# Page excerpt
....
Having the sniffles is no fun, but most of the time you can chalk it up to a light cold or to seasonal allergies. Sometimes, however, your symptoms are too aggravated and too drawn out for you to only suspect a touch of a cold sometimes, those sniffles develop into a sinus infection. But if you've never really had a sinus infection before and/or you're on your own with the illness for the first time in your life, you probably don't know what to do to fix it or how to feel better. So if you're looking for a no-fuss guide for what to do when you contract a sinus infection, then here's what you need to know.

Gather Your Meds

As sinus infections come with a myriad of symptoms, so too will you need a couple different medications in order to treat all of them. The sinus headache that almost always accompanies a sinus infection can be easily treated with over-the-counter pain relief medications such as ibuprofen, while the runny or stuffed nose can be treated by cold or allergy medications such as diphenhydramine and phenylephrine, respectively. If your sinus infection comes with a bit of a cough, find an expectorant (which thins mucus) such as guaifenesin or a cough suppressant with dextromethorphan.
....
# Information supplied
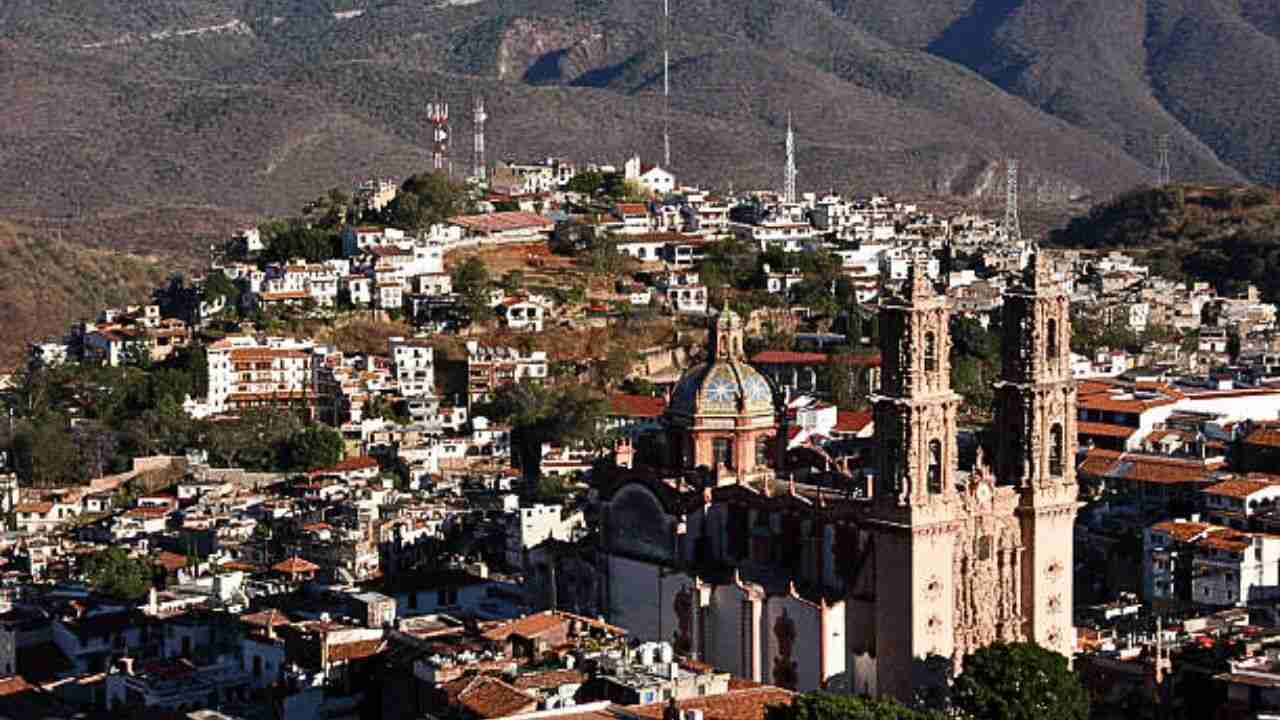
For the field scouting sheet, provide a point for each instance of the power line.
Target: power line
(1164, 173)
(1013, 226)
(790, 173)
....
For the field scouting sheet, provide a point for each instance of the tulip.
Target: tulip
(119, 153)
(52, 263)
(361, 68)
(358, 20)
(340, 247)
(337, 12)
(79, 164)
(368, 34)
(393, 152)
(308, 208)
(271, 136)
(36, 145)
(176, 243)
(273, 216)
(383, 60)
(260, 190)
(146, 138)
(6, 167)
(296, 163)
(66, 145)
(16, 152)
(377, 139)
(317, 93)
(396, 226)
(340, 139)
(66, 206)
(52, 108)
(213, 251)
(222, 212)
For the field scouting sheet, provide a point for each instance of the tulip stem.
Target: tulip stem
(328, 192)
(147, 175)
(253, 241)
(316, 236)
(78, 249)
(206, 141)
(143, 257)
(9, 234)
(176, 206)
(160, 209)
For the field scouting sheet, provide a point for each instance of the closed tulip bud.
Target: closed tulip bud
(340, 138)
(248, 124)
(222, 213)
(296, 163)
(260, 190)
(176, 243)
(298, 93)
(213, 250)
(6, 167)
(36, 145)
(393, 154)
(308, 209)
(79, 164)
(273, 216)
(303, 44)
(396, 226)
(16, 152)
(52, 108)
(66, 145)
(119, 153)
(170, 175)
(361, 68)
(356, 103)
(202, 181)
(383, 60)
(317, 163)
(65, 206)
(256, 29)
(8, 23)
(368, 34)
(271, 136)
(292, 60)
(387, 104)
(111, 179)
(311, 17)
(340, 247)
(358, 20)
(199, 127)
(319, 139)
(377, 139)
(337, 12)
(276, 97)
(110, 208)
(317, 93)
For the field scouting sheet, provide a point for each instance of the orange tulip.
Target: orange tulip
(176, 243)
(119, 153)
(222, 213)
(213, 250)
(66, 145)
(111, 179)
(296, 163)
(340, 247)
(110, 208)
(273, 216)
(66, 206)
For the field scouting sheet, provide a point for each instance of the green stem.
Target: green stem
....
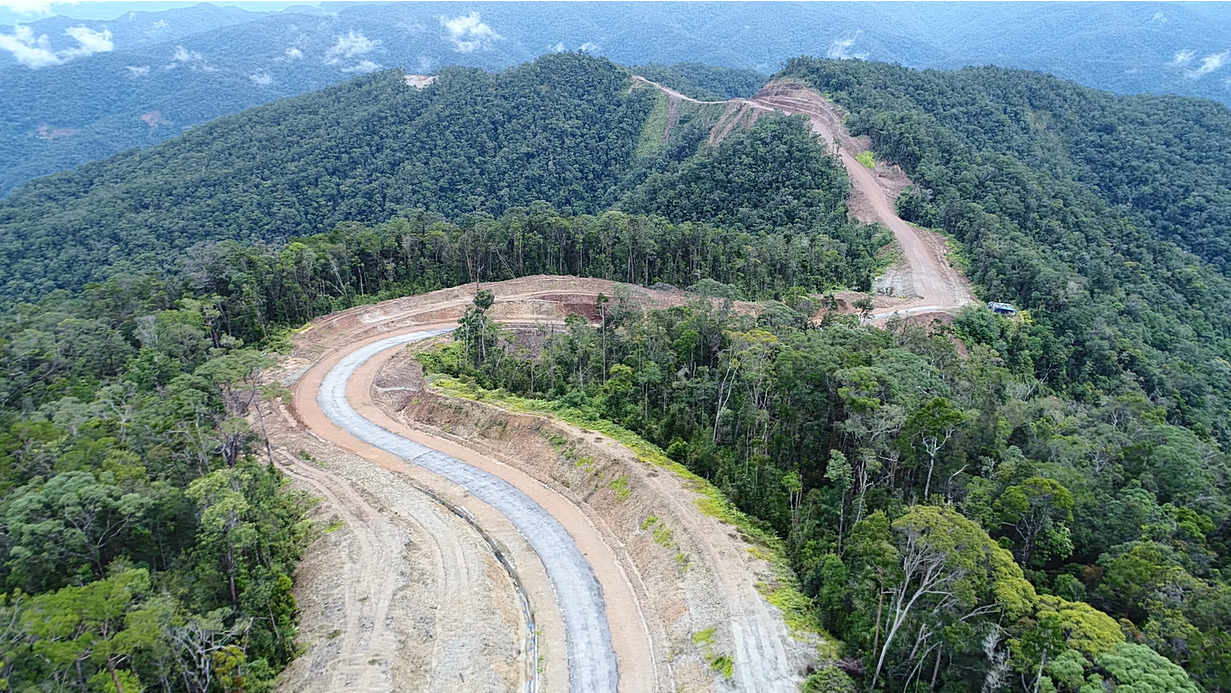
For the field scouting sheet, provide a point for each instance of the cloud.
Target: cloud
....
# Problems to solve
A - Translate this sentence from the sinus infection guide into Spanish: "If your sinus infection comes with a bit of a cough, find an expectorant (which thins mucus) such as guaifenesin or a cough suppressant with dextromethorphan."
B - Continue the sinus infection guide from the point where it stops.

# Answers for the tasks
A - Si su infección sinusal viene acompañada de un poco de tos, busque un expectorante (que diluye la mucosidad) como la guaifenesina o un antitusivo con dextrometorfano.

B -
Identify The Cause

Sinus infections can be caused by many different factors, and is usually a result of two or more triggers. These include a preexisting cold (which is by far the most common trigger for a sinus infection), allergies, a deviated septum, and even a toothache. It's important to identify what could have caused your sinus infection so that you can gain peace of mind and also so that your doctor can have all the information they'll need if you decide to go in to see one about your sinus infection.

Settle In

Sinus infections, while annoying and (at times) painful, simply cannot go on forever – in fact, the general time for an acute sinus infection to appear, cause havoc, and leave is somewhere under four weeks. That's not to say you have to take a month off of work or school or any other daily duties--it's just a ballpark of how long you can expect the sniffles and a headache. As long as you wait three days after contracting your infection to go back to work (as to not infect anyone else) and keep up on your meds as needed, you should be able to weather this sinus infection until it finally disappears.